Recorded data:
[Begin]

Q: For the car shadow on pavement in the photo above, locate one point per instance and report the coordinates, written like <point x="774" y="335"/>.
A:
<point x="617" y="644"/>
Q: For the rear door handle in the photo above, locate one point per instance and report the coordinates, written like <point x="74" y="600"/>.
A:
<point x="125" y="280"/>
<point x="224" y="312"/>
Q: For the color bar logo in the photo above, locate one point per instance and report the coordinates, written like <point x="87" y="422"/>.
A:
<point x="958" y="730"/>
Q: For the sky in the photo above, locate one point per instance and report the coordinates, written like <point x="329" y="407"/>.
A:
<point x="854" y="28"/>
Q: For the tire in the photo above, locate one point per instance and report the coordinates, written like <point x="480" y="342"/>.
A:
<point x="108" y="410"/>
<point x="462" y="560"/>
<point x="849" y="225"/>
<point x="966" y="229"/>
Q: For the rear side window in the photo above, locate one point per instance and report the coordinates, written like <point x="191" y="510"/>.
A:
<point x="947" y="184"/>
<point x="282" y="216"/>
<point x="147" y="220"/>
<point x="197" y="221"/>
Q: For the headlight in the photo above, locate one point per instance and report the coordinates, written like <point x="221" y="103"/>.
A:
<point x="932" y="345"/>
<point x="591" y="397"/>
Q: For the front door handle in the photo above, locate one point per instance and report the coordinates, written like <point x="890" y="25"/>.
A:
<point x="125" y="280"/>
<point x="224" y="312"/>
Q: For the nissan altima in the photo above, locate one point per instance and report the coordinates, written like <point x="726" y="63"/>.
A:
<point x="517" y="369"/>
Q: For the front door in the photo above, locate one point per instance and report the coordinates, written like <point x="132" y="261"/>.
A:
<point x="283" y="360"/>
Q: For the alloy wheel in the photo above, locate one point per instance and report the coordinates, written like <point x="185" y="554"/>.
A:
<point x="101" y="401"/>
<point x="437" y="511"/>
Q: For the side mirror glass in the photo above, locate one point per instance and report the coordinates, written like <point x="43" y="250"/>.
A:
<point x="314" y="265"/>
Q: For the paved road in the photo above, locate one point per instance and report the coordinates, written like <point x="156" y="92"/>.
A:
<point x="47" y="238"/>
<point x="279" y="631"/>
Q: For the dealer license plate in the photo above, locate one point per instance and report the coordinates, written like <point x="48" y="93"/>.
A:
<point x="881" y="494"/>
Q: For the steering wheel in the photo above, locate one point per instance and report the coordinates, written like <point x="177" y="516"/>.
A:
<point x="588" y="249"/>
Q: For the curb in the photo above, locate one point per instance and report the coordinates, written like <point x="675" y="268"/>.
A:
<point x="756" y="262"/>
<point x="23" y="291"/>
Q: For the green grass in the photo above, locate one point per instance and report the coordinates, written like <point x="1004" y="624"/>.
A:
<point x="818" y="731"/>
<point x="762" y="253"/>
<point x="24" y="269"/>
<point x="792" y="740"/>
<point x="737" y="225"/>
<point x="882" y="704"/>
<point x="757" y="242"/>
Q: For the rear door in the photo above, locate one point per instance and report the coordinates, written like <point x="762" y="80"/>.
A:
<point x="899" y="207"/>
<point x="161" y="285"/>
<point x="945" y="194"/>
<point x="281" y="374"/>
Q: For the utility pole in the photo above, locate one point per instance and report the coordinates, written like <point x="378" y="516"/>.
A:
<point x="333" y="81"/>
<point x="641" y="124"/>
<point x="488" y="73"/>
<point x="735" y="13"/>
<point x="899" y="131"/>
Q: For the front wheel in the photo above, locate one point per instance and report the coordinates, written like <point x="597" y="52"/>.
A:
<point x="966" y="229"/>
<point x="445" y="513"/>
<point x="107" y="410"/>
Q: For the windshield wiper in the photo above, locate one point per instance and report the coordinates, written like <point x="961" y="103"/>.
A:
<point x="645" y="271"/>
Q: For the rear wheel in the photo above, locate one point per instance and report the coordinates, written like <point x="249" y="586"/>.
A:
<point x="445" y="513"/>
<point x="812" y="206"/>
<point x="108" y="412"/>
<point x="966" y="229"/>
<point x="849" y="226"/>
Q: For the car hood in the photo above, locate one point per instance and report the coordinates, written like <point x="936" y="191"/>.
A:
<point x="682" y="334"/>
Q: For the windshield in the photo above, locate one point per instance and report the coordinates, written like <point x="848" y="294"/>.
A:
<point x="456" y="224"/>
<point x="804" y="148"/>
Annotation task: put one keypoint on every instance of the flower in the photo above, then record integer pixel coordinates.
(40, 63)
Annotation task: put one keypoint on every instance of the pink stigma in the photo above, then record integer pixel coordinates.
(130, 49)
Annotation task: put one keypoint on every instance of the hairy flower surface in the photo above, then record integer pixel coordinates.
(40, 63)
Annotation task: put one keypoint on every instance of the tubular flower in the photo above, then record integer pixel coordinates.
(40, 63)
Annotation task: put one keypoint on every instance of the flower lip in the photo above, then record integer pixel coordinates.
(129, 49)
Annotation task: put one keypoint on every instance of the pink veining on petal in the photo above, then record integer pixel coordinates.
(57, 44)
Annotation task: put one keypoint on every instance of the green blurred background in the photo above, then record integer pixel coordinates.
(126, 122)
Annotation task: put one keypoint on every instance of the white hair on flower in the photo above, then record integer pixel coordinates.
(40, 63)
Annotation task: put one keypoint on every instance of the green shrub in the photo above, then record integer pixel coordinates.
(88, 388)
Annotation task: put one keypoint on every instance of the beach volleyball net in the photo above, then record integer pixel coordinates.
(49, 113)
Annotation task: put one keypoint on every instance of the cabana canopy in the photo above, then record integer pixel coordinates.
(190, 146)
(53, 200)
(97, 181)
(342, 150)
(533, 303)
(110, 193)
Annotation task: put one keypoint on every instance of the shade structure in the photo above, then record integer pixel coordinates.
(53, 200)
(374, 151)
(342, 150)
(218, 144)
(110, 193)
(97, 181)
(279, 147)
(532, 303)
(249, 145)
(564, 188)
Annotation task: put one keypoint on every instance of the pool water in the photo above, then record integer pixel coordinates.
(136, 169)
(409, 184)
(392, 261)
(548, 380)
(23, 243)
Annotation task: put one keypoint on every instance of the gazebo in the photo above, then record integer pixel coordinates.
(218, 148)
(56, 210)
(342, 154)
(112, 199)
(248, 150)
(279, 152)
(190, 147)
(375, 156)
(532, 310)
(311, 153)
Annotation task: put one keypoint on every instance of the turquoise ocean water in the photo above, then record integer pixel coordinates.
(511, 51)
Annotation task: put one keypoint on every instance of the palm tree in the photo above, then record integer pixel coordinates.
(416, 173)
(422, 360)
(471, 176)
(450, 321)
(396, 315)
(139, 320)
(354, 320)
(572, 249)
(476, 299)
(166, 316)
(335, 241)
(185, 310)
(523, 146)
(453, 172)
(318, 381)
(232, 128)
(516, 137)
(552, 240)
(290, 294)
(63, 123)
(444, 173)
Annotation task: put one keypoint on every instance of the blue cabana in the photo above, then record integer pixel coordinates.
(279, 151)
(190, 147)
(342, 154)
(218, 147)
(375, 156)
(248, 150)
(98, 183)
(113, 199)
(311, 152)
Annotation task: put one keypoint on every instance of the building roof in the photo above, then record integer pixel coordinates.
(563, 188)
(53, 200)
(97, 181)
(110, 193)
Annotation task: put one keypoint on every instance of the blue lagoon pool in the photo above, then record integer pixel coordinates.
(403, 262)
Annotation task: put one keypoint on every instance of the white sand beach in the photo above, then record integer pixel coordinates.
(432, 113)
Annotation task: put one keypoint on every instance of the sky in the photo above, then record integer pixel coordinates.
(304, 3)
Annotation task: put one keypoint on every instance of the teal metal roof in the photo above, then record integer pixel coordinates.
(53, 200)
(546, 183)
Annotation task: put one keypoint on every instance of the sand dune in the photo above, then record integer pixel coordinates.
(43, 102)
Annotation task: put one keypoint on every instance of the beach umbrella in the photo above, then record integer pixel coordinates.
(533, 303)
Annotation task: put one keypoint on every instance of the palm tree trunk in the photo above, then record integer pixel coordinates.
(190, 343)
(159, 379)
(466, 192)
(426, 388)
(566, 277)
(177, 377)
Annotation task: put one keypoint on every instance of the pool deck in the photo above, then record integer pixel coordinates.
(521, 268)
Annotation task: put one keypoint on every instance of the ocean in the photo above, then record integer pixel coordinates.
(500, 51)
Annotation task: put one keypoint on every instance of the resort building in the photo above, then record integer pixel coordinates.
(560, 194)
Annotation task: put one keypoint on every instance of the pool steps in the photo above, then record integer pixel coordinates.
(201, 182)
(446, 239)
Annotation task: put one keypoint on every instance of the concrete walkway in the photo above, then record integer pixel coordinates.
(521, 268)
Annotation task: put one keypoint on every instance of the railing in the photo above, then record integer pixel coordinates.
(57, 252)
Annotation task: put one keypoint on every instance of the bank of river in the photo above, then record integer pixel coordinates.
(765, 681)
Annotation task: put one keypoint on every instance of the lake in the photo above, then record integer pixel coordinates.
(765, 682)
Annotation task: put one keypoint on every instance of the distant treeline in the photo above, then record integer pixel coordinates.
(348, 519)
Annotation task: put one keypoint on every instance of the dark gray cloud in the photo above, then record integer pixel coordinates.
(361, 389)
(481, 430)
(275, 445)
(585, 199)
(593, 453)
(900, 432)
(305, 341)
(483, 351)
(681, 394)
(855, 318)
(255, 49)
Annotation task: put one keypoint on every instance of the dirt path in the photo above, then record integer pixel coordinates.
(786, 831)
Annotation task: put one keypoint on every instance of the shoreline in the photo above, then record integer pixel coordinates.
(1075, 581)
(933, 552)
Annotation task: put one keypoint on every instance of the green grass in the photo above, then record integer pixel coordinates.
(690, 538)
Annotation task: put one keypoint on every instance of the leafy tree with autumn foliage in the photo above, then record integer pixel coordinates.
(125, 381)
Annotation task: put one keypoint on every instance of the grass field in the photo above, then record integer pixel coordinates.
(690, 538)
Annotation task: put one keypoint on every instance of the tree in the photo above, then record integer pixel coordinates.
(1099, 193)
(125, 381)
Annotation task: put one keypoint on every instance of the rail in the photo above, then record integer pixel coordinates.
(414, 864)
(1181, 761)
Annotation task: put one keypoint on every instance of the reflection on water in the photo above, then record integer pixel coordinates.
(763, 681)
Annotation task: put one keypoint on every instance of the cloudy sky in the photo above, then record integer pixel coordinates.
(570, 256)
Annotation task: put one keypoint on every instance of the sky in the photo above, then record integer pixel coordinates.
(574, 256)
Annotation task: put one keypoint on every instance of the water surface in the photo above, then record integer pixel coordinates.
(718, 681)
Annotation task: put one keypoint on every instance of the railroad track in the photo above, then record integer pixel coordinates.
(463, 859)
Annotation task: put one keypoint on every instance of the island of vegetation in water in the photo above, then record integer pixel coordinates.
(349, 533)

[End]

Required task:
Print again the material above, limited to the lines from the one holding "Annotation task: put one keypoint on every instance of the water" through the last, inclusive.

Solved problem:
Annotation task: put one keypoint on every instance of the water surface in the photo above, then record integer pixel coordinates.
(718, 681)
Annotation task: put one keypoint on every instance of the railroad track in the photo above, then record integer pixel coordinates.
(463, 859)
Annotation task: put one keypoint on every instance of the island of vegetation in water in the photo above, then record integer pixel coordinates.
(349, 533)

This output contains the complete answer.